[Point labeling examples]
_ _ _ _ _

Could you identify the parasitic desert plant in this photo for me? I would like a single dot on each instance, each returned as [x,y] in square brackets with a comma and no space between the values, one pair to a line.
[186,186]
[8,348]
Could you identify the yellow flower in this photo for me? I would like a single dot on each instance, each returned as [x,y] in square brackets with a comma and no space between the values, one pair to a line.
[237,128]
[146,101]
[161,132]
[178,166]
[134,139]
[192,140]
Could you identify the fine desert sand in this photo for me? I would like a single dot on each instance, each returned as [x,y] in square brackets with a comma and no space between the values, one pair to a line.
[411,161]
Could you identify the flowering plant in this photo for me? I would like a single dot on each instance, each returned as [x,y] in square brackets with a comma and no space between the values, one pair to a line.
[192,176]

_ _ _ _ _

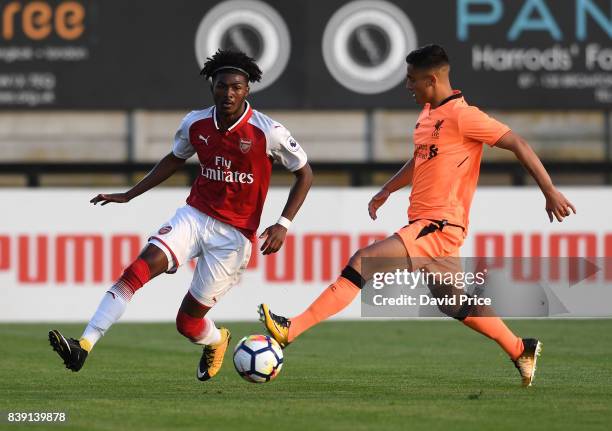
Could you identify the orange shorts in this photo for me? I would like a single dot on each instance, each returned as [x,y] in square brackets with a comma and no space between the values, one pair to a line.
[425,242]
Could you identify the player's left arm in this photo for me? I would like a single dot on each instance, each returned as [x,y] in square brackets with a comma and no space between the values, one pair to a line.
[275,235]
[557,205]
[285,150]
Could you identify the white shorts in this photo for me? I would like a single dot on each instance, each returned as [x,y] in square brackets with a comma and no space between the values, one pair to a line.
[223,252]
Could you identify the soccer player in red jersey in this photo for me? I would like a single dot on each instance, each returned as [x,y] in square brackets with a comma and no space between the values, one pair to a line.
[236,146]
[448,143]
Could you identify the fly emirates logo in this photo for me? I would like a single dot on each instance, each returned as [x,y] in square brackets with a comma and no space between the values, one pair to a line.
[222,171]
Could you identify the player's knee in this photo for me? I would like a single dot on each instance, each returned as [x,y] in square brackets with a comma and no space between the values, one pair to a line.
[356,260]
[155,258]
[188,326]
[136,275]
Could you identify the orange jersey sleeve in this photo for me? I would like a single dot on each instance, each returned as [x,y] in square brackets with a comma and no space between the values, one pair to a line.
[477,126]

_ _ _ _ _

AIM OF THE TASK: How many lines in the listing above contain the string "brackets"? Case counts, so match capitalization exactly, and reply with the number alone.

EXERCISE SOLUTION: 11